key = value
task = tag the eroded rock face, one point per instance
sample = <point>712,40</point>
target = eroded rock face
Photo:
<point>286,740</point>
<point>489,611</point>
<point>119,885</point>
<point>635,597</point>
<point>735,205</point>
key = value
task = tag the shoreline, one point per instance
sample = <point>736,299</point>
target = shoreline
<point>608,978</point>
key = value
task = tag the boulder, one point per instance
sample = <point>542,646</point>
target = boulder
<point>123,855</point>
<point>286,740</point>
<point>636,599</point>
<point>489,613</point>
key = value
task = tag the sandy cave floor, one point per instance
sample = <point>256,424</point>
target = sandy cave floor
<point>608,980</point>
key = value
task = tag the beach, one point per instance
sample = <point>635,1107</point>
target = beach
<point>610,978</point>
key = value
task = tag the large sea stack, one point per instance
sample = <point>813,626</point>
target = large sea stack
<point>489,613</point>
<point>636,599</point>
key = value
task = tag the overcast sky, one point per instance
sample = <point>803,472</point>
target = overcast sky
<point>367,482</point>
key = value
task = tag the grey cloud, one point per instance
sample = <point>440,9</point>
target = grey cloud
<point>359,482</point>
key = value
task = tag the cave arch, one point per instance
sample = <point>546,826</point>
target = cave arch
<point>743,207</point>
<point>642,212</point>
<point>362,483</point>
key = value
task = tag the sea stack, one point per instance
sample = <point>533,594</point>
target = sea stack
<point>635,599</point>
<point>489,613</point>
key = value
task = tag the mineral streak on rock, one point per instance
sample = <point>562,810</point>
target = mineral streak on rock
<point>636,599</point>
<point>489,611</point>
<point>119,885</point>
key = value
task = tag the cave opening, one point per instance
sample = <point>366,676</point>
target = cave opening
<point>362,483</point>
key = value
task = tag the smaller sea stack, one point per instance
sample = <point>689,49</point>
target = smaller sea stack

• • •

**WRITTEN EXERCISE:** Write out every record shown above, word for word.

**WRITTEN ANSWER:**
key = value
task = tag the eroded rock face, one point per instance
sample = <point>712,40</point>
target = eroded rock face
Photo:
<point>286,740</point>
<point>489,611</point>
<point>119,885</point>
<point>635,597</point>
<point>735,205</point>
key = value
task = tag the shoreline, one point per instance
sample = <point>736,299</point>
target = shoreline
<point>608,978</point>
key = value
task = tag the boulder, one point per instance
sample = <point>542,646</point>
target = boulder
<point>123,855</point>
<point>286,740</point>
<point>636,599</point>
<point>489,613</point>
key = value
task = tag the sandy cave floor, one point per instance
sample = <point>256,424</point>
target = sandy cave floor
<point>608,980</point>
key = value
task = tag the beach, one point per instance
sample = <point>635,1107</point>
target = beach
<point>610,978</point>
key = value
task = tag the large sea stack, one point per instance
sample = <point>813,626</point>
target = large sea stack
<point>489,613</point>
<point>636,599</point>
key = value
task = tag the overcast sky, one point per instance
sample = <point>803,472</point>
target = overcast sky
<point>367,482</point>
key = value
task = tag the grey cloud, one point per instance
sample = <point>440,9</point>
target = grey cloud
<point>359,482</point>
key = value
task = tag the cave arch, one point per instance
sample = <point>546,826</point>
target = cave arch
<point>743,207</point>
<point>642,212</point>
<point>362,483</point>
key = value
task = tag the sea stack, one point per instance
sample = <point>533,594</point>
target = sea stack
<point>635,599</point>
<point>489,613</point>
key = value
task = tag the mineral streak on rock, one point per instance
sample = <point>562,810</point>
target = mineral streak on rock
<point>636,599</point>
<point>489,611</point>
<point>119,885</point>
key = value
task = tag the cave opening, one point per instance
sample = <point>366,676</point>
target = cave opening
<point>362,483</point>
key = value
task = tag the smaller sea stack, one point per instance
sample = <point>689,49</point>
target = smaller sea stack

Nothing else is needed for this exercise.